(Region pointing data)
------------------------------

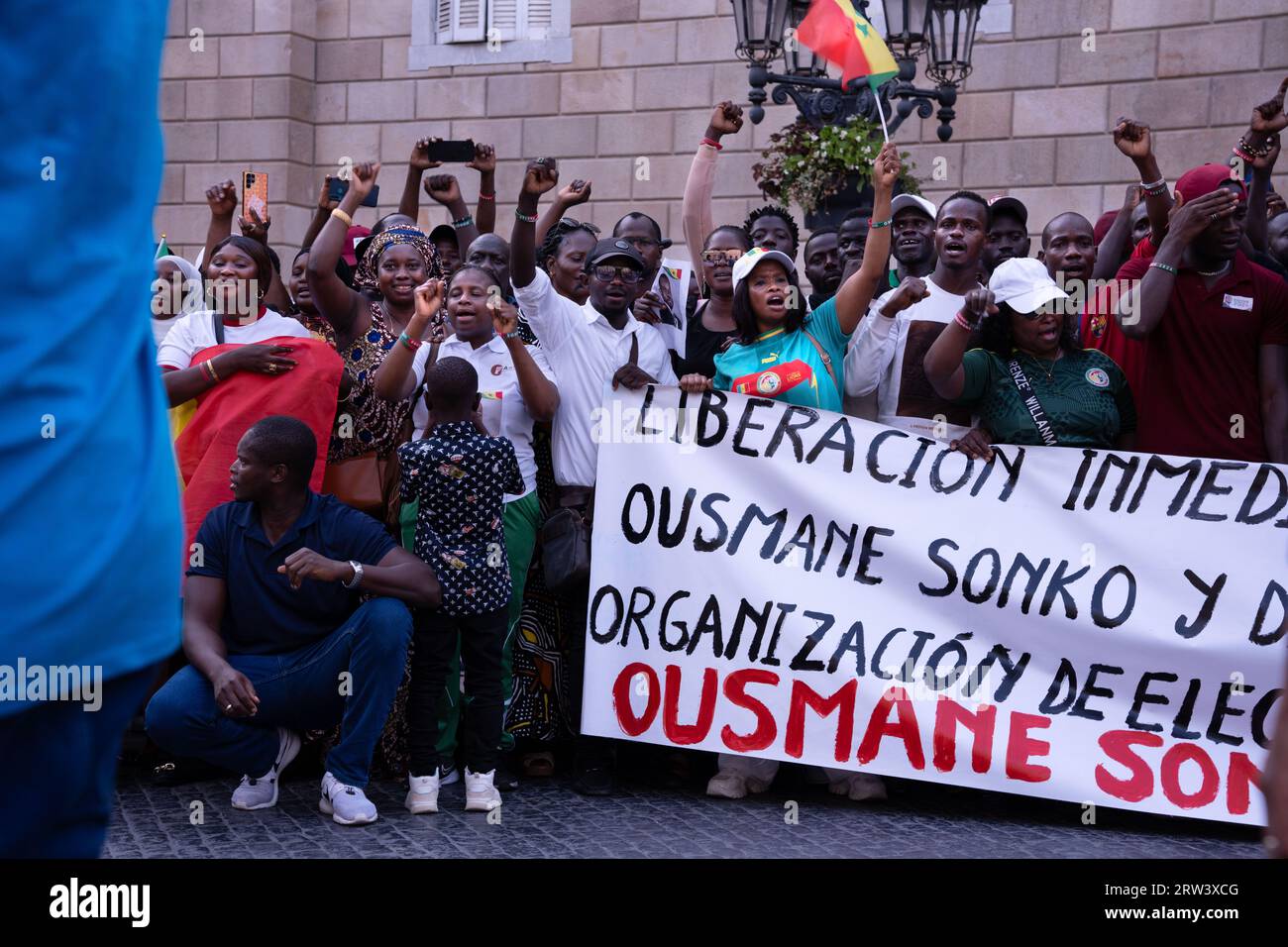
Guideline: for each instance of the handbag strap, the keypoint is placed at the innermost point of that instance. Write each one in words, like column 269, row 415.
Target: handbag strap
column 827, row 360
column 1030, row 401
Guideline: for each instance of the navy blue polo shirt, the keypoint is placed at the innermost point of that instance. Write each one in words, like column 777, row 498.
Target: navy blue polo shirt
column 263, row 615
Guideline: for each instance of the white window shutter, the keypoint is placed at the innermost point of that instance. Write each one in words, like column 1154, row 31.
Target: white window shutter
column 519, row 20
column 540, row 17
column 502, row 20
column 460, row 21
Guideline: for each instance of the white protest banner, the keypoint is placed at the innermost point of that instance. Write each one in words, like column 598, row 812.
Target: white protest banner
column 1083, row 625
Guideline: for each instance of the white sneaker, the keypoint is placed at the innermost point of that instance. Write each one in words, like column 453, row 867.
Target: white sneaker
column 861, row 788
column 261, row 792
column 423, row 792
column 346, row 804
column 729, row 785
column 481, row 793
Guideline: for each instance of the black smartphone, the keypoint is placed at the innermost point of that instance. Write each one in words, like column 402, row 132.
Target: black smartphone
column 452, row 153
column 339, row 187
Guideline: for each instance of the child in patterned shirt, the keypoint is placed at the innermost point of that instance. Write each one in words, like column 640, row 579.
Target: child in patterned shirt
column 460, row 478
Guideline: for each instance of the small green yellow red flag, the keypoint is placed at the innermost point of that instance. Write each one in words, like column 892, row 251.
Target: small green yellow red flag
column 836, row 31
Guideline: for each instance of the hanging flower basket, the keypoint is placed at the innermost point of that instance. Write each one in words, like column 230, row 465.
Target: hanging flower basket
column 824, row 171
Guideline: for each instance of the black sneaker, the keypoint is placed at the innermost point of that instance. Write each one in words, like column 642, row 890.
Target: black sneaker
column 506, row 779
column 593, row 777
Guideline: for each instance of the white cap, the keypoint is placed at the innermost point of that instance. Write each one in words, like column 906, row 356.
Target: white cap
column 902, row 201
column 1022, row 283
column 754, row 258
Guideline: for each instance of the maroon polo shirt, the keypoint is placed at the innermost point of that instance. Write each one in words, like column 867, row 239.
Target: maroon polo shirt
column 1202, row 363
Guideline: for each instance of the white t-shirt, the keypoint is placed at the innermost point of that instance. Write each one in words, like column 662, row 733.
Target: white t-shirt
column 505, row 414
column 196, row 331
column 161, row 328
column 888, row 356
column 585, row 352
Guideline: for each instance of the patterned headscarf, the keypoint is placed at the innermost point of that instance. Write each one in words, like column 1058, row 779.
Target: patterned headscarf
column 366, row 275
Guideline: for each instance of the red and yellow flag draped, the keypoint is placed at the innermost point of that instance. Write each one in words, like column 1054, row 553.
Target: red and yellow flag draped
column 835, row 31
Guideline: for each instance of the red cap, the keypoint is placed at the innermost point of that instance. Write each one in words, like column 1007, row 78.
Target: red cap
column 1103, row 226
column 1207, row 178
column 351, row 239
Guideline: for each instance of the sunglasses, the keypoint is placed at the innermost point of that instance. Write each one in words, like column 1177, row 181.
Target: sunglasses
column 626, row 274
column 642, row 243
column 720, row 257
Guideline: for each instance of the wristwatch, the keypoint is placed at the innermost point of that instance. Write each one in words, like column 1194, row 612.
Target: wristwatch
column 357, row 575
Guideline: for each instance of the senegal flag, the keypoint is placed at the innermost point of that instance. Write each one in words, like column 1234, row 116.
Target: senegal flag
column 835, row 31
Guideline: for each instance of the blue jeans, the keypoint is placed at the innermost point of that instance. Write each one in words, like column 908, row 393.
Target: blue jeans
column 60, row 771
column 300, row 689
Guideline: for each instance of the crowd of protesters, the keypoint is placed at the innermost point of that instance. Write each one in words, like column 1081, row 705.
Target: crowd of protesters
column 412, row 457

------------------------------

TASK OBJECTIVE -> Please repeat the data above exactly as it appears, pictures excluded.

RESULT BELOW ->
Guideline: for each instance of the handbag strap, the keypoint is placed at the innermost point of that instance. Write each one in words, like column 269, row 415.
Target: handbag strap
column 827, row 360
column 1030, row 401
Guideline: for each instance of the navy blue polo shirt, the keypoint is placed at the innermost point of that instance. Write each one in words, like column 777, row 498.
Target: navy blue polo shirt
column 263, row 615
Guideline: for each instance of the white window shutter, the keypoint is placed at the innermost point of that instance. Write each one in words, like column 1154, row 31.
Target: white window shutter
column 519, row 20
column 540, row 17
column 502, row 20
column 460, row 21
Guideline: for each instance of the white protest banner, the keypoint is placed at the innermost point of that instance. Write each one in words, like column 598, row 812.
Target: white protest banner
column 1083, row 625
Guideline: for each instance of the white sneaker, the keypoint is placed at the innermost point of that instance. Write each one in words, like column 453, row 867.
Target: white sneaker
column 861, row 788
column 261, row 792
column 423, row 792
column 346, row 804
column 729, row 785
column 481, row 793
Guideline: for each instance of the black smartphone, the keypoint is placed at the innermost point of that instance. Write each one in words, like column 402, row 132.
Target: black smartphone
column 452, row 153
column 339, row 187
Guideline: for each instance of the child in patterned shirt, the keypoint is placed at the innermost point of that instance. Write each one in words, like column 640, row 579.
Target: child in patterned shirt
column 460, row 478
Guideline: for each instance of the small green yellow red flag, the keypoint is placed at the innermost point of that instance. Write each one in words, like column 892, row 251.
Target: small green yellow red flag
column 836, row 31
Guideline: for each instance of the hanging flower basket, the keypoint is placed at the innermost point of that instance. Write each one in words, like column 230, row 465.
Target: hanging flower basket
column 824, row 171
Guideline: for each instance of the black sneaker, the keypoint is placed at the innermost point of that instance. Write each one in words, like column 642, row 890.
Target: black sneaker
column 506, row 779
column 593, row 777
Guideline: for each instance of the white cap, the keypoint is placed at the innermost point of that instance. Write each one in words, like column 906, row 356.
Target: white cap
column 902, row 201
column 1022, row 283
column 754, row 258
Guideline: for each instance of the maroon polo shirt, the keypoint is placed at the innermost point of that instance. Write each one in words, like column 867, row 239.
Target: maroon polo shirt
column 1202, row 363
Guideline: for each instance of the white t-shirt, the keypoint is placed at the innermost point of that instance. Write each one in words, like column 662, row 733.
Target: white t-shirt
column 505, row 414
column 196, row 331
column 161, row 328
column 888, row 356
column 585, row 352
Guideline: for each instance of the patterned headscarf, the keypoint is placed at the innermost point of that instance. Write each one in words, like column 1058, row 779.
Target: patterned headscarf
column 366, row 275
Guideline: for each instance of the red and yellow flag draped, the keypoint is placed at the innermost point of that instance. Write each one in words, like column 1054, row 553.
Target: red and yellow flag draped
column 835, row 31
Guideline: for each instance of the red cap, the keypoint is placed at the innermost point of that instance. Write each one in words, like column 1007, row 78.
Target: red cap
column 1103, row 226
column 1207, row 178
column 351, row 239
Guideline: for each instance of the sunglasses, the keypoint is placed at the innermost point of that instance. Write each one in words, like column 1177, row 181.
Target: sunglasses
column 626, row 274
column 642, row 243
column 720, row 257
Guideline: for each instance of the wristwatch, the keypoint is placed at the innermost point of that instance. Write each one in words, like column 1194, row 612.
Target: wristwatch
column 357, row 575
Guideline: for each instance of the senegal flag, the keypoint is placed at the innermost point of that instance. Write each one in words, like column 1234, row 116.
Target: senegal flag
column 835, row 31
Guideline: for each instance of the blue jeans, the keypoint is placed at the innermost point of that instance. Write each one in words, like column 908, row 393.
Target: blue jeans
column 60, row 771
column 300, row 689
Guideline: for each instance of the crowd of protesters, the keypoint is placed at the innermost point of that instance. Write each one in words, like column 1081, row 705.
Target: crowd of protesters
column 412, row 457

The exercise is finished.